Provided information:
********

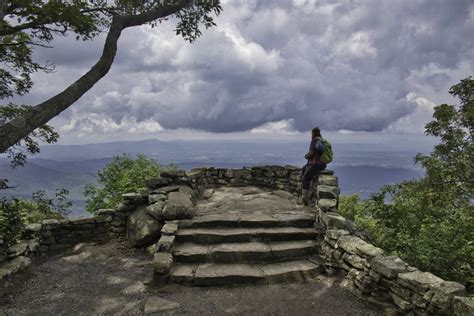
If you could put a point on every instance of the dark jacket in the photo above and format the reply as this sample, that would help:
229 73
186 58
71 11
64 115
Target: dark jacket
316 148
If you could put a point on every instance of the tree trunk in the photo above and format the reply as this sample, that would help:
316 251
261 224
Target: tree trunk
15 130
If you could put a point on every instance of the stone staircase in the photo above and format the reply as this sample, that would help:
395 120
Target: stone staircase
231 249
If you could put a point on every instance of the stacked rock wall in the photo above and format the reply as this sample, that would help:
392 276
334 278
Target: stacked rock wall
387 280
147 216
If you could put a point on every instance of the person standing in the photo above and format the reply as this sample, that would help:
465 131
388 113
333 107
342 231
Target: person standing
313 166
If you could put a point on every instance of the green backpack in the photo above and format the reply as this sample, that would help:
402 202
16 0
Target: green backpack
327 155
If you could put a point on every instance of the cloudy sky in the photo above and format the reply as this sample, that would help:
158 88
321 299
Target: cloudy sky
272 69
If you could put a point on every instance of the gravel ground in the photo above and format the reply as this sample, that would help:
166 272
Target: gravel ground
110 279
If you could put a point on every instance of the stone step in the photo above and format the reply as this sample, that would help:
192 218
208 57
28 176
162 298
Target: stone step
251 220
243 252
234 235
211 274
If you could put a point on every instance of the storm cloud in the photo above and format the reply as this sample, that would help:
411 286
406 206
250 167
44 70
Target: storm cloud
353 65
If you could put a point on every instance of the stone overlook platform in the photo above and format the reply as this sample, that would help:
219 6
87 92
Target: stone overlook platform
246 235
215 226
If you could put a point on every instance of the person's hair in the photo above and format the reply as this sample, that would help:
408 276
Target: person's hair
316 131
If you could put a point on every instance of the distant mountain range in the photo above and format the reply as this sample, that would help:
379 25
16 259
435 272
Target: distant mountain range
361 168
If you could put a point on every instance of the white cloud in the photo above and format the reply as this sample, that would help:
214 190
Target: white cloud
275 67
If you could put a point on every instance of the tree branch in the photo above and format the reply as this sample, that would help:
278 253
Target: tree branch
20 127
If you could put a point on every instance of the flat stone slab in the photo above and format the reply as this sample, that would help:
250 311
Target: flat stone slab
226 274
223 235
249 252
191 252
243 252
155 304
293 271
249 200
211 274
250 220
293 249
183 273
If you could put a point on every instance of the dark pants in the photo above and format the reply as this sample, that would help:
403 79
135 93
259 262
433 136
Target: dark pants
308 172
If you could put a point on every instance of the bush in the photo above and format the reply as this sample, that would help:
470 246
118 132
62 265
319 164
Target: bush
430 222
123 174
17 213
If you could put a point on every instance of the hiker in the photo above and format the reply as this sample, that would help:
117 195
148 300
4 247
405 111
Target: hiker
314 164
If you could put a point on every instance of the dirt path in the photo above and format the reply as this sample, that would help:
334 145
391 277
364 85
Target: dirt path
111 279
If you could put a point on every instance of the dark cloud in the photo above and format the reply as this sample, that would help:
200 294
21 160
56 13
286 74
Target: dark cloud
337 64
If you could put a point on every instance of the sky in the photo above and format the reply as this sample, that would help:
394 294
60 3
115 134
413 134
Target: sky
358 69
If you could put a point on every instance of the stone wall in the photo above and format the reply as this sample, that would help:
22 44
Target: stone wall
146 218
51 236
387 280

********

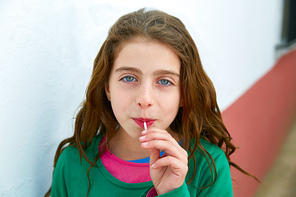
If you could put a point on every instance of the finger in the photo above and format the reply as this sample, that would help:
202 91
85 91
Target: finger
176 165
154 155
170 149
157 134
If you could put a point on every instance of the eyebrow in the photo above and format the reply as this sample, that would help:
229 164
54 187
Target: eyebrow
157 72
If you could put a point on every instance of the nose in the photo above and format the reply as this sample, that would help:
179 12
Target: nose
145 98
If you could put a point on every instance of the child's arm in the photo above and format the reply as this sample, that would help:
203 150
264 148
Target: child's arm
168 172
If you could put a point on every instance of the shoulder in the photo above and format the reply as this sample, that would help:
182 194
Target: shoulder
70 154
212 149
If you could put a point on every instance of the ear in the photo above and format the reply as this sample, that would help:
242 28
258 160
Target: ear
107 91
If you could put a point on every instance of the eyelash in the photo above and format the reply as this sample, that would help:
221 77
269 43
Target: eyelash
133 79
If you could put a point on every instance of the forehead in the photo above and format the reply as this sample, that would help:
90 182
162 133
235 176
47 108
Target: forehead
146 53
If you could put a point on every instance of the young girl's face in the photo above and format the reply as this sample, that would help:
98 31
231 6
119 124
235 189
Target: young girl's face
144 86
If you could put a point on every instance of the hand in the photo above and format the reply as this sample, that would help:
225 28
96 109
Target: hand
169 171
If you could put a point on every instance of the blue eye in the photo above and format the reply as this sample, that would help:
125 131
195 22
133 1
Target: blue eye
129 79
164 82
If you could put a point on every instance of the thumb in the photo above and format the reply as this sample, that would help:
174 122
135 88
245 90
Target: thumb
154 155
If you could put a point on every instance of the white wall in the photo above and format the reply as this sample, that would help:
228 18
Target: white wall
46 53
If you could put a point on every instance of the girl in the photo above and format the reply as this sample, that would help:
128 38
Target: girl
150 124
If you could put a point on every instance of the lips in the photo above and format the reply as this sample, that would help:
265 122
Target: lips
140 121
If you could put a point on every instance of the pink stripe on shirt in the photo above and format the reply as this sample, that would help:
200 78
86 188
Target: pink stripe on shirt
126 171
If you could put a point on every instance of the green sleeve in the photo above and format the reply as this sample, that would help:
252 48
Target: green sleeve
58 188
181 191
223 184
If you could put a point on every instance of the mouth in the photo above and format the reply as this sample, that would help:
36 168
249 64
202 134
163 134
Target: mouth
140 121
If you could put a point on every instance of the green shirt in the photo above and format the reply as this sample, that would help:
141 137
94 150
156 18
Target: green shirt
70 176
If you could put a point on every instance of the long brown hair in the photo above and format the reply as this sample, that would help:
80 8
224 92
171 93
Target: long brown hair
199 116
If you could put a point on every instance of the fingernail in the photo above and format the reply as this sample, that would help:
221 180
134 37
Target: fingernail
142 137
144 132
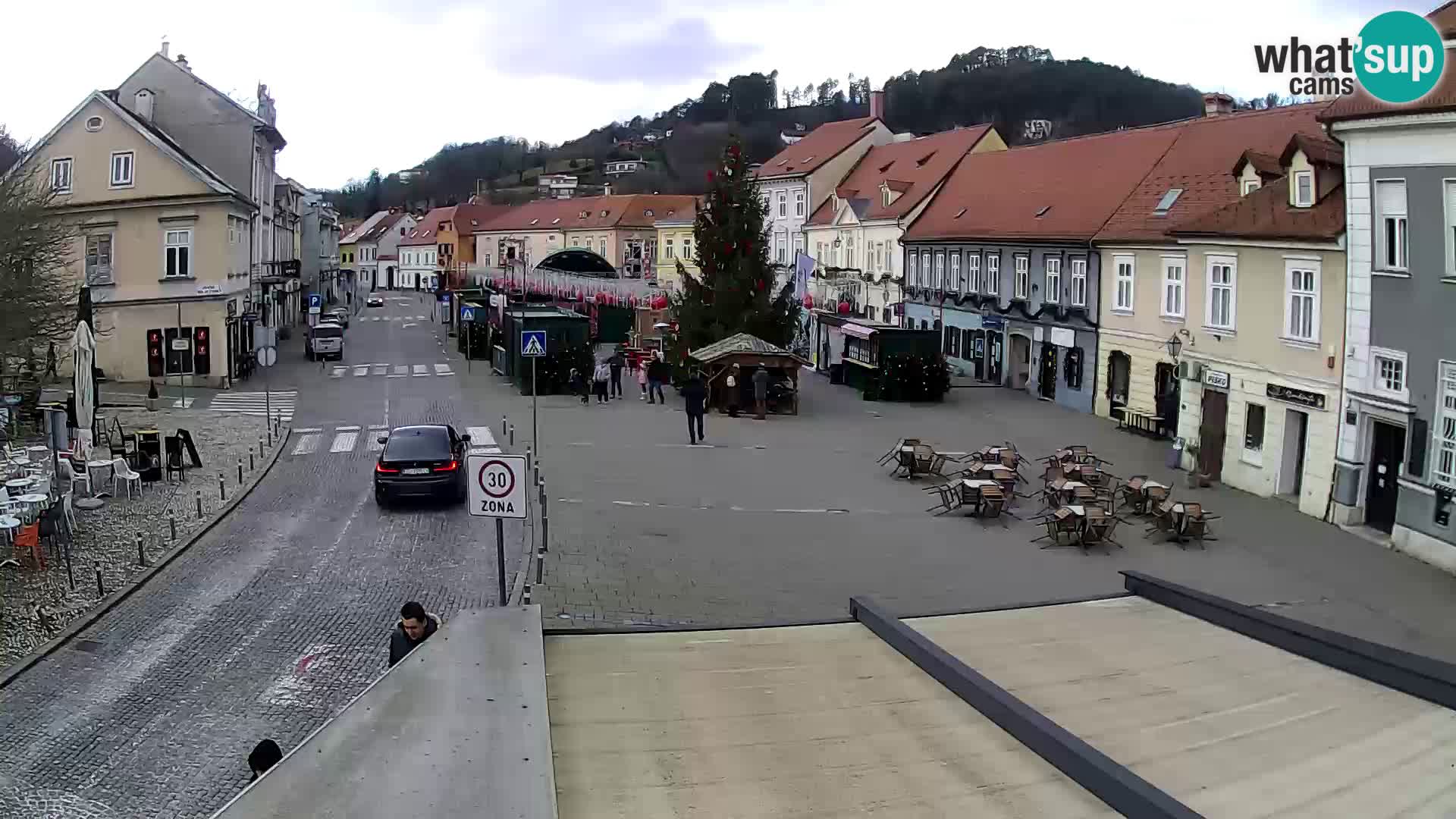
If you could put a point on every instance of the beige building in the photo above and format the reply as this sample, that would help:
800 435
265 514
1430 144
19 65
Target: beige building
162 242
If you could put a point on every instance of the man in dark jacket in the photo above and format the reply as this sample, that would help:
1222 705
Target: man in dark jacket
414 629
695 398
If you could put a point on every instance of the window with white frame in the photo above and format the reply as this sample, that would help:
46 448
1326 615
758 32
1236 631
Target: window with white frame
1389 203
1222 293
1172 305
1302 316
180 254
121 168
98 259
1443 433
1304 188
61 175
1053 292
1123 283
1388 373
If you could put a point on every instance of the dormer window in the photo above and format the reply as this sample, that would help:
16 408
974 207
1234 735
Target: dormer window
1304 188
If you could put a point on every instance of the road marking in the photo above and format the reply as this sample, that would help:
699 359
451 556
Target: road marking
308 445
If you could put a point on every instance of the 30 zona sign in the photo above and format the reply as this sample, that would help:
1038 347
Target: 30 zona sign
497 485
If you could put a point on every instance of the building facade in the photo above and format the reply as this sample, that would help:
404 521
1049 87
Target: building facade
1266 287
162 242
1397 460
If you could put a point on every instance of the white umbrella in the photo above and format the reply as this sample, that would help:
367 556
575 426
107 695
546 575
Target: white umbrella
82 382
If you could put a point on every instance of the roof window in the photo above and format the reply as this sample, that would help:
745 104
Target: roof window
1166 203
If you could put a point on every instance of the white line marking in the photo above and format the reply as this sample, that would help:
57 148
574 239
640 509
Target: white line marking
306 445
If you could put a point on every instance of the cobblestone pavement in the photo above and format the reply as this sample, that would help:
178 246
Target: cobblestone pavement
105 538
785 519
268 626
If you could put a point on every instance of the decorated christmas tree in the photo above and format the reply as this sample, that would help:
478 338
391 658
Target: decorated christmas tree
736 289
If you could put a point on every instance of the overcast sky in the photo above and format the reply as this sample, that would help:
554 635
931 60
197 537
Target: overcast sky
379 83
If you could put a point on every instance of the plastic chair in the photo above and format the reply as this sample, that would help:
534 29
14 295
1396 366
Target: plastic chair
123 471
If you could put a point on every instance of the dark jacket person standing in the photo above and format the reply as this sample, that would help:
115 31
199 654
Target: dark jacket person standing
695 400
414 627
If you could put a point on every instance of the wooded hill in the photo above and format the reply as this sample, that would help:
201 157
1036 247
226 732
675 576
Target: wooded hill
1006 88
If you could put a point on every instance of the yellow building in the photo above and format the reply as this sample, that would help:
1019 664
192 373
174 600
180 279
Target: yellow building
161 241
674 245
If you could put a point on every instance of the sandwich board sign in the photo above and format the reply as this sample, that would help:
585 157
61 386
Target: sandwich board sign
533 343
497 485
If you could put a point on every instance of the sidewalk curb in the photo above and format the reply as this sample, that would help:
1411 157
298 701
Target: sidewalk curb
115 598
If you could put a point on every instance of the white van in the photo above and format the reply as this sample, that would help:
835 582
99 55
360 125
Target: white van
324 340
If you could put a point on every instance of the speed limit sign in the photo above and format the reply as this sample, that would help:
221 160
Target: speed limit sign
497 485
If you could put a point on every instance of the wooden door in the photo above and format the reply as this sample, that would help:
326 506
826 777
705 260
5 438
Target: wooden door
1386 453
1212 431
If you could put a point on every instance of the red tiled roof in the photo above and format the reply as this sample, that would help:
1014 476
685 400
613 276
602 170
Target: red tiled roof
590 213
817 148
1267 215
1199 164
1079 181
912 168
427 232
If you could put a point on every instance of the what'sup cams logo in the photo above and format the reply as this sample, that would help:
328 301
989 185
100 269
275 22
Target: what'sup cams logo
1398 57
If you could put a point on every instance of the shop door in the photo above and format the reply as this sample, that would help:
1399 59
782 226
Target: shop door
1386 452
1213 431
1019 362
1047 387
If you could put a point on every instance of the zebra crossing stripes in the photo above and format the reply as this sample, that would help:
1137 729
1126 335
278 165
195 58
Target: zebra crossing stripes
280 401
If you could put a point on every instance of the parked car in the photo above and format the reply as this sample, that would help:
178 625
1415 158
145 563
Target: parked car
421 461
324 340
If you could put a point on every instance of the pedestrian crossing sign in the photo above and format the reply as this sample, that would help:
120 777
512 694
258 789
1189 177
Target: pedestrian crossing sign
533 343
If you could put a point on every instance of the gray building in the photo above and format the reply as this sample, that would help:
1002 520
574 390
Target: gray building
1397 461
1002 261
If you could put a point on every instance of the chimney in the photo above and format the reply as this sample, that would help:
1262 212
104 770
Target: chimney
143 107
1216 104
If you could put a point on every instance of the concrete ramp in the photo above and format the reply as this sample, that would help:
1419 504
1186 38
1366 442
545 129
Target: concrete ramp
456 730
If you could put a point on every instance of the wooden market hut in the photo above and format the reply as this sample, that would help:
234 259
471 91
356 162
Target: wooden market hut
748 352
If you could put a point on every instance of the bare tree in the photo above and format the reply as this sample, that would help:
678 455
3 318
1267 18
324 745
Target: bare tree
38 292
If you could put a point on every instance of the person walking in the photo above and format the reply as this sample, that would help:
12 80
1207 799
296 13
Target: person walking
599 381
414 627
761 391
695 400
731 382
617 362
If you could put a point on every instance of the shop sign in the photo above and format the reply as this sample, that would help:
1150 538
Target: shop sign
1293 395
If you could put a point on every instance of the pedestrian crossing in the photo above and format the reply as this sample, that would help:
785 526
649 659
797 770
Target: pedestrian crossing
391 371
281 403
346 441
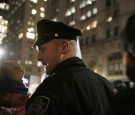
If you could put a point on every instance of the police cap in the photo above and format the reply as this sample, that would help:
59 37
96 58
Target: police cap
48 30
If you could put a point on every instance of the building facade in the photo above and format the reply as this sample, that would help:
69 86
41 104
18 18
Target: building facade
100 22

********

What you have to do:
Report how many lines in the rows above contain the string "mountain". Case counts. Give only the number.

Written answer:
2